■ REQUIREMENT
The data is to be transcribed in full, with nothing missed.
START DATA SHOWN
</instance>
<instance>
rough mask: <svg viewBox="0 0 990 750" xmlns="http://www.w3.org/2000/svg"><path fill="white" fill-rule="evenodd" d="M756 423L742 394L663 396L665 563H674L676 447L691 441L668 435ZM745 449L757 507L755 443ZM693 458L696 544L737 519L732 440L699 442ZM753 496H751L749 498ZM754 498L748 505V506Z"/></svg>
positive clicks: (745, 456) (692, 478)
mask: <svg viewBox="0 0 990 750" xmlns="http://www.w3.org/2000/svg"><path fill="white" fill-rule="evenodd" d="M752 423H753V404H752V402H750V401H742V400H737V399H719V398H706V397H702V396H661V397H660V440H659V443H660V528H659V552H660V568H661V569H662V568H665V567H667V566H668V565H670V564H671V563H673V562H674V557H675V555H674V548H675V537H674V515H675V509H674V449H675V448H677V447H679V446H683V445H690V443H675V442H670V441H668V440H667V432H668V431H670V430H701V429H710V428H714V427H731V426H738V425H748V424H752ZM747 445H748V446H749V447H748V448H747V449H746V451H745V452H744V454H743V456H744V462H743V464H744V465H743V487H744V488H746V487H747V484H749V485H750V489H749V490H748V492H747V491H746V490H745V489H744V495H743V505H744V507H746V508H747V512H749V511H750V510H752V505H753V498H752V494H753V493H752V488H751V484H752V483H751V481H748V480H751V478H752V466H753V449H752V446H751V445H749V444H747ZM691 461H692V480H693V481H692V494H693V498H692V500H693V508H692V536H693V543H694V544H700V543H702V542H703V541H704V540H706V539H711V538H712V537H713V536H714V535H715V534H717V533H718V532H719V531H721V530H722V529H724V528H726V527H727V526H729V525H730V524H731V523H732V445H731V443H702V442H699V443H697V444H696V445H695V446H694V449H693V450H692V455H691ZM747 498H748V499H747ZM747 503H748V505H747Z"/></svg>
END DATA SHOWN
■ TASK ANSWER
</instance>
<instance>
rough mask: <svg viewBox="0 0 990 750" xmlns="http://www.w3.org/2000/svg"><path fill="white" fill-rule="evenodd" d="M756 423L742 394L663 396L665 563H674L676 447L691 441L668 435ZM745 449L757 507L755 443ZM693 458L696 544L737 519L732 440L699 442ZM753 496H751L749 498ZM754 498L748 505V506Z"/></svg>
positive clicks: (745, 456) (692, 478)
mask: <svg viewBox="0 0 990 750" xmlns="http://www.w3.org/2000/svg"><path fill="white" fill-rule="evenodd" d="M752 423H753V404H752V402H750V401H742V400H737V399H719V398H706V397H702V396H661V397H660V440H659V443H660V528H659V552H660V568H661V569H662V568H665V567H667V566H668V565H670V564H671V563H673V562H674V557H675V555H674V548H675V537H674V515H675V509H674V449H675V448H677V447H679V446H683V445H690V443H675V442H670V441H668V440H667V432H668V431H670V430H701V429H710V428H714V427H731V426H738V425H748V424H752ZM747 445H748V446H749V447H748V448H747V449H746V451H745V452H744V454H743V456H744V462H743V464H744V465H743V487H744V488H746V487H747V484H749V485H750V489H749V490H748V492H747V491H746V490H745V489H744V495H743V505H744V507H746V508H747V512H749V511H750V510H752V505H753V498H752V494H753V493H752V488H751V484H752V483H751V481H748V480H751V478H752V466H753V449H752V446H751V445H749V444H747ZM691 461H692V480H693V481H692V494H693V498H692V500H693V508H692V536H693V543H694V544H700V543H702V542H703V541H704V540H706V539H711V538H712V537H713V536H714V535H715V534H717V533H718V532H719V531H721V530H722V529H724V528H726V527H727V526H729V525H730V524H731V523H732V445H731V443H702V442H699V443H697V444H696V445H695V446H694V449H693V450H692V455H691ZM747 498H748V499H747ZM747 503H748V505H747Z"/></svg>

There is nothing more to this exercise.